Data excerpts
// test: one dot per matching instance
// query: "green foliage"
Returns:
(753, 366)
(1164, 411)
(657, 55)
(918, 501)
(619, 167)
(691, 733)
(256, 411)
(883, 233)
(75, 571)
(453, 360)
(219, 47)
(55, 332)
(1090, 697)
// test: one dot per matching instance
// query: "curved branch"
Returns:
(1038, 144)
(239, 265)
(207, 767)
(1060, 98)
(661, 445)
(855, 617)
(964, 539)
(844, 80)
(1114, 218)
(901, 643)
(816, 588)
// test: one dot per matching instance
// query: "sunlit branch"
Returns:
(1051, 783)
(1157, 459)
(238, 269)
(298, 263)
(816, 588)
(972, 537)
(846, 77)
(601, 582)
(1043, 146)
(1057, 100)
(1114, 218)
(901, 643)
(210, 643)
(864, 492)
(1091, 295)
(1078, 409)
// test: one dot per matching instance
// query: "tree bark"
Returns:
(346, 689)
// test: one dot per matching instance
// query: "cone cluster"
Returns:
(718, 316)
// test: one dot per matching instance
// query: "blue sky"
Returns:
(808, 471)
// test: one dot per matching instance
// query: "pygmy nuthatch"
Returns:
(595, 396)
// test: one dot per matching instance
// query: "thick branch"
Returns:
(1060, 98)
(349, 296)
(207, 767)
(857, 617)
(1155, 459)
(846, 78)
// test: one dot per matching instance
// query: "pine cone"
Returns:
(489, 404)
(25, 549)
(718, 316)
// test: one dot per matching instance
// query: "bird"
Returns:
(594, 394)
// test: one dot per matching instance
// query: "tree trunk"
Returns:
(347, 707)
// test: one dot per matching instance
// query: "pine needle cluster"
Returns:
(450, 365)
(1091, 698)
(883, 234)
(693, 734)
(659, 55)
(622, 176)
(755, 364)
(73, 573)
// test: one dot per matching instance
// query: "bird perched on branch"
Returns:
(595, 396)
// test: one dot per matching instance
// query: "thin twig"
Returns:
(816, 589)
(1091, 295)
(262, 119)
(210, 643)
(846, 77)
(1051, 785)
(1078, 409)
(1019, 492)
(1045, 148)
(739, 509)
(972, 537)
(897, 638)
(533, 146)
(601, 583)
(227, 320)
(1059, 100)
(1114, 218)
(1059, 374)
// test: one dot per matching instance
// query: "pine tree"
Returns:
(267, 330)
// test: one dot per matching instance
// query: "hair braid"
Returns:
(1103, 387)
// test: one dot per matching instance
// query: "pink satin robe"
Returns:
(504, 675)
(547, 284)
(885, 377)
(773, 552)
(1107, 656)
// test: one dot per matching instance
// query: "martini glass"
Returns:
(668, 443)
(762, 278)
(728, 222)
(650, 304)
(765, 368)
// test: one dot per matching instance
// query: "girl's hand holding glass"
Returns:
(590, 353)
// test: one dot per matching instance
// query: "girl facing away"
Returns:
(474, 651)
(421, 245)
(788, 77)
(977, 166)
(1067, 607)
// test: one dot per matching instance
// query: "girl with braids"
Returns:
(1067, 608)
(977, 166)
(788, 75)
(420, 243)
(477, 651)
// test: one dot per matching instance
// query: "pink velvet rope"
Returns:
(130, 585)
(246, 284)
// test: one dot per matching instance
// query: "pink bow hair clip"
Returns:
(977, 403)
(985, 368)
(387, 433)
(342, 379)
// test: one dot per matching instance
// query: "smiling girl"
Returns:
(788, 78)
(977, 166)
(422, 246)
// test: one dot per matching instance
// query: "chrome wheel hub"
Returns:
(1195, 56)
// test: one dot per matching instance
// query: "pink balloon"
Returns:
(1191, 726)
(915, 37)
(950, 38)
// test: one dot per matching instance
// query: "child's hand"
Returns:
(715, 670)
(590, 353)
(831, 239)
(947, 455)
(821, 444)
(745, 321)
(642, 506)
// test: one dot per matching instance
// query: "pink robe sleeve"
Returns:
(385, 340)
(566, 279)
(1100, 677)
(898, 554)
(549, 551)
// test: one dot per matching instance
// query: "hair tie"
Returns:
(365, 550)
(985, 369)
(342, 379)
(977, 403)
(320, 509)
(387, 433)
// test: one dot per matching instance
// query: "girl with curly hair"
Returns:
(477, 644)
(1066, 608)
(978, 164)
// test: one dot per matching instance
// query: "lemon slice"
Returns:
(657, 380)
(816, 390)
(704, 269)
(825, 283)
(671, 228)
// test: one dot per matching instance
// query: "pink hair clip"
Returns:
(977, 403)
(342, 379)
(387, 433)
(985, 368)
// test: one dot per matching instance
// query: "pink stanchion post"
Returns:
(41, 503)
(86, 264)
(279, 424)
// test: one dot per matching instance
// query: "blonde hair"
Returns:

### [TASK GOAL]
Scan the entries above and show each line that contains the word "girl".

### [WRITTEN SOLUTION]
// query: "girl's hand holding glass"
// query: "girl facing away"
// query: "girl with braids"
// query: "smiling girl"
// query: "girl with curly hair"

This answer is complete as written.